**OBJECTIF A**
Indiquez si chacune des affirmations suivantes concorde avec le texte sur la Chine, en répondant par oui ou par non et en citant les mots décisifs du texte. (i) Le partenariat stratégique global a été noué en 2004. (ii) Le « miracle chinois » a multiplié le PIB de la Chine par 30 en moins de trente ans. (iii) La Chine a restauré son indépendance politique à partir de 1842.

☆ ☆ ☆ ☆ ☆ ☆ ☆

L’honneur qui m’a été donné par Louis Gautier de prononcer la leçon inaugurale de la Chaire « Grands enjeux stratégiques contemporains » de la Sorbonne, dans le cadre d’un cycle de conférences consacrées à la Chine, m’a permis de faire le point sur un pays qui n’a cessé de nous étonner. Près de quinze ans après la signature du partenariat stratégique global, noué en 2004 à l’initiative de Jacques Chirac et de Hu Jintao, la Chine est en passe d’achever une mue qui en a fait l’une des premières puissances mondiales, souvent crainte, rarement comprise, à l’heure même où notre attention se porte essentiellement sur les incertitudes américaines. Or, tout concourt aujourd’hui aux prodromes d’un affrontement géopolitique majeur. Cela concerne, au premier chef, les États-Unis, mais la tentation du durcissementhabite aussi de grands pays comme l’Inde, l’Australie ou, d’une manière différente, l’Allemagne et même la France.

Le basculement du monde vers l’Asie a eu lieu : après un XXe siècle américain, le XXIe siècle sera chinois. Face au risque croissant de bipolarisation du monde, la question est de savoir si la Chine est capable de construire un modèle original de puissance. La reconduction de Xi Jinping à la tête du parti en octobre 2017, et de l’État en mars 2018 a confirmé la singularité d’un modèle assumé comme autoritaire, tout en restant capable d’ouverture et soucieux de coopération internationale. Fidèles à une tradition d’équilibre et d’initiative, notre intérêt est d’accompagner l’émergence d’un ordre multipolaire au travers d’un partenariat exigeant avec la Chine.

La Chine s’est dotée d’un modèle autonome et attractif sur la scène mondiale

Première observation : on ne saurait comprendre l’ascension de la Chine sans y voir avant tout la renaissance d’un géant humilié par plus d’un siècle et demi d’effacement sur la scène mondiale. L’histoire récente nous dit combien la Chine a subi de revers, tour à tour infligés par les puissances européennes et asiatiques, dès 1842, avec les traités inégaux, l’ouverture forcée de son marché et le dépeçage d’un territoire dont l’Europe et le Japon se sont partagé les dépouilles. De cette profonde blessure, la Chine a fait le ressort de son ambition, d’abord en restaurant son indépendance politique à partir de 1949, ensuite à travers le « miracle chinois » depuis la fin des années 1970, qui a multiplié son PIB par 30 en moins de trente ans et sorti 700 millions de Chinois de la pauvreté. Le renouveau de la confiance chinoise est sans conteste la grande leçon du XIXe Congrès qui a permis, en octobre dernier, de réaffirmer l’unité du Parti, la fierté de la Nation et la légitimité de l’État.

☆ ☆ ☆ ☆ ☆ ☆ ☆

**OBJECTIF B**
Reproduisez toute la liste en substituant « nonzero winding rule » à « even-odd rule », sans rien modifier d’autre. Omettez les images dans votre réponse.

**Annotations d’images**
☆ ☆ ☆ ☆ ☆ ☆ ☆

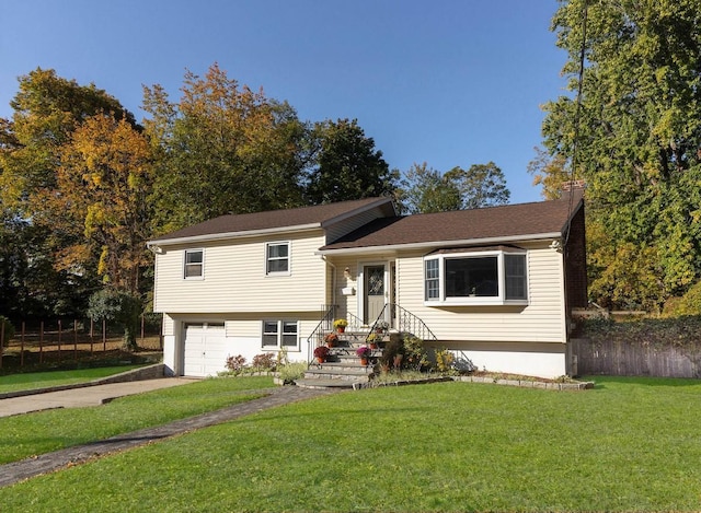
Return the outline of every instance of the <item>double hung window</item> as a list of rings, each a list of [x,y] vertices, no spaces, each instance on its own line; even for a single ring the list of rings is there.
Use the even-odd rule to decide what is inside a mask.
[[[265,273],[289,275],[289,243],[277,242],[265,245]]]
[[[183,278],[197,280],[205,277],[205,250],[185,249]]]
[[[297,320],[263,320],[263,348],[297,349],[299,323]]]

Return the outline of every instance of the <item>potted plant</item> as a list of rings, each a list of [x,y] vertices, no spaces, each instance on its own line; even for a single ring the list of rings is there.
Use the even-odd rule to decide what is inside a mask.
[[[360,359],[360,365],[368,364],[368,359],[370,358],[371,352],[372,350],[367,346],[360,346],[358,349],[356,349],[355,353]]]
[[[319,363],[323,363],[326,361],[326,357],[329,355],[329,348],[326,346],[319,346],[314,349],[314,358]]]
[[[388,323],[387,320],[378,320],[377,323],[375,323],[376,333],[383,334],[388,329],[390,329],[390,323]]]
[[[326,334],[326,336],[324,337],[324,342],[326,343],[326,347],[332,348],[336,345],[337,341],[338,341],[338,336],[334,333]]]
[[[348,322],[344,318],[337,318],[333,322],[333,328],[340,334],[346,330],[346,326],[348,326]]]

☆ ☆ ☆ ☆ ☆ ☆ ☆

**RÉSULTAT COMPLET A**
(i) Oui : « noué en 2004 à l’initiative de Jacques Chirac et de Hu Jintao ».
(ii) Oui : « qui a multiplié son PIB par 30 en moins de trente ans ».
(iii) Non : « d’abord en restaurant son indépendance politique à partir de 1949 ».

**RÉSULTAT COMPLET B**
Return the outline of every instance of the <item>double hung window</item> as a list of rings, each a list of [x,y] vertices, no spaces, each instance on its own line; even for a single ring the list of rings is there.
Use the nonzero winding rule to decide what is inside a mask.
[[[265,273],[289,275],[289,243],[277,242],[265,245]]]
[[[183,278],[197,280],[205,277],[205,250],[185,249]]]
[[[297,320],[263,320],[263,348],[297,349],[299,323]]]

Return the outline of every instance of the <item>potted plant</item> as a list of rings, each a list of [x,y] vertices, no spaces, each instance on its own line; even for a single ring the list of rings is there.
Use the nonzero winding rule to decide what is inside a mask.
[[[360,359],[360,365],[368,364],[368,359],[370,358],[371,352],[372,350],[367,346],[360,346],[358,349],[356,349],[355,353]]]
[[[319,363],[323,363],[326,361],[326,357],[329,355],[329,348],[326,346],[319,346],[314,349],[314,358]]]
[[[388,323],[387,320],[378,320],[377,323],[375,323],[376,333],[383,334],[388,329],[390,329],[390,323]]]
[[[326,334],[326,336],[324,337],[324,342],[326,343],[326,347],[332,348],[336,345],[337,341],[338,341],[338,336],[334,333]]]
[[[348,322],[344,318],[337,318],[333,322],[333,328],[340,334],[346,330],[346,326],[348,326]]]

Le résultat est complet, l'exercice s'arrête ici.